### TASK TO COMPLETE
Could you lay out the lines of the records below as a Markdown table with the columns n and Line, numbering each row? Begin at the line that contains "394, row 549.", stop after the line that contains "column 527, row 483", and leave out blank lines.

### RECORDS SHOWN
────────

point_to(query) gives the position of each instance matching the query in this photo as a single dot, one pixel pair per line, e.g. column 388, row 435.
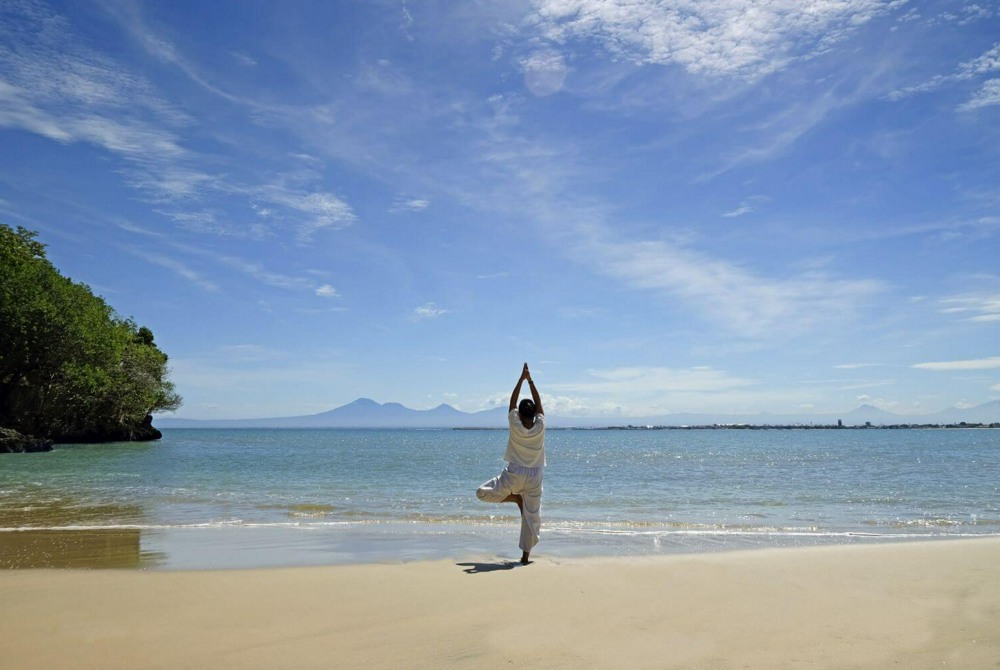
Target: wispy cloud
column 321, row 209
column 982, row 65
column 981, row 308
column 409, row 204
column 991, row 363
column 428, row 311
column 987, row 96
column 746, row 303
column 715, row 37
column 628, row 380
column 176, row 266
column 327, row 291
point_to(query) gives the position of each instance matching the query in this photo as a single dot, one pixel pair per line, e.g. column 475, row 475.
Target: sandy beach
column 913, row 605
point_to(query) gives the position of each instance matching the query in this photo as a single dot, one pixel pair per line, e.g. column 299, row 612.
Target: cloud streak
column 746, row 303
column 717, row 38
column 991, row 363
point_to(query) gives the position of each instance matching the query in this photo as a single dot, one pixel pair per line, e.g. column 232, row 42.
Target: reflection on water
column 41, row 532
column 62, row 512
column 98, row 548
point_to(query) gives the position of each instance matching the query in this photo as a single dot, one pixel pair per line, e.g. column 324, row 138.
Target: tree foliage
column 71, row 368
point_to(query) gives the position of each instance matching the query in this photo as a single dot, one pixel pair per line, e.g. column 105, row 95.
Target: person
column 521, row 481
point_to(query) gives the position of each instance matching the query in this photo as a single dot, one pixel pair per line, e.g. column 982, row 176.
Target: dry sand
column 913, row 605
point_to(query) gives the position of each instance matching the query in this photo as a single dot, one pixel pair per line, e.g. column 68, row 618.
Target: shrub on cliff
column 71, row 368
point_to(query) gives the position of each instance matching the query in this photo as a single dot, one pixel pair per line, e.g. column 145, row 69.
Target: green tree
column 70, row 368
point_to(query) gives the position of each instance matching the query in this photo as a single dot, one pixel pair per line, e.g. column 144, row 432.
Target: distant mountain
column 366, row 413
column 362, row 413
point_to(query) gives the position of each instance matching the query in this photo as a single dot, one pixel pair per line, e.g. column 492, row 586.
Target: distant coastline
column 366, row 413
column 747, row 426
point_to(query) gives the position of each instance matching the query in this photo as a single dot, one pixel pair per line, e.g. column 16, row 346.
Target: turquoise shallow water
column 239, row 498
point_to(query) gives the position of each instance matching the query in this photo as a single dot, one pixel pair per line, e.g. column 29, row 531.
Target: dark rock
column 13, row 442
column 144, row 432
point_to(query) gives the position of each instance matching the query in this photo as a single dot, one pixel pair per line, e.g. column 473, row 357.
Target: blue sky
column 721, row 206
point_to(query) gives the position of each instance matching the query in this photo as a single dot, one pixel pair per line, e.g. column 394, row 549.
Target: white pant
column 527, row 483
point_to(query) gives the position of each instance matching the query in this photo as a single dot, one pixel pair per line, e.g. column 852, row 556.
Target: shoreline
column 268, row 546
column 920, row 604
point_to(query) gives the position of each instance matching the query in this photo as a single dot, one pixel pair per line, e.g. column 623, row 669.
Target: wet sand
column 914, row 605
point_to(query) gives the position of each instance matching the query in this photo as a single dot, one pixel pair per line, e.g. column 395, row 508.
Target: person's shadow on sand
column 476, row 568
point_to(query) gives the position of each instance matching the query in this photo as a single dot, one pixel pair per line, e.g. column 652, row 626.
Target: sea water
column 247, row 498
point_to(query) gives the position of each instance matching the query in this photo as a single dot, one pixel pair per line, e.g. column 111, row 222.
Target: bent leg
column 531, row 519
column 497, row 489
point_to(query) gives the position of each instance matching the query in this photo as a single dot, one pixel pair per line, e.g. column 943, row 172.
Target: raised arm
column 517, row 388
column 534, row 392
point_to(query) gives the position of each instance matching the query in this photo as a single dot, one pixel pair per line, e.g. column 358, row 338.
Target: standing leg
column 531, row 519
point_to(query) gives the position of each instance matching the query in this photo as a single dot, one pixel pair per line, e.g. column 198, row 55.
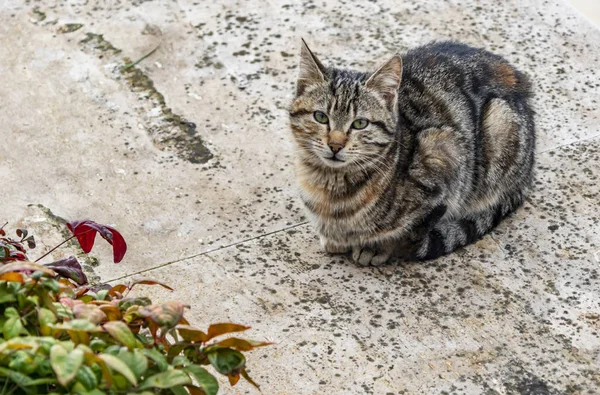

────────

### OUTPUT
| n | Line |
|---|---|
| 1 | point_to(query) gives the position of each instance matching the query in this photo as a single dot, one pixel pair per line, e.g. column 394, row 549. |
| 2 | Target: white pant |
| 3 | column 527, row 483 |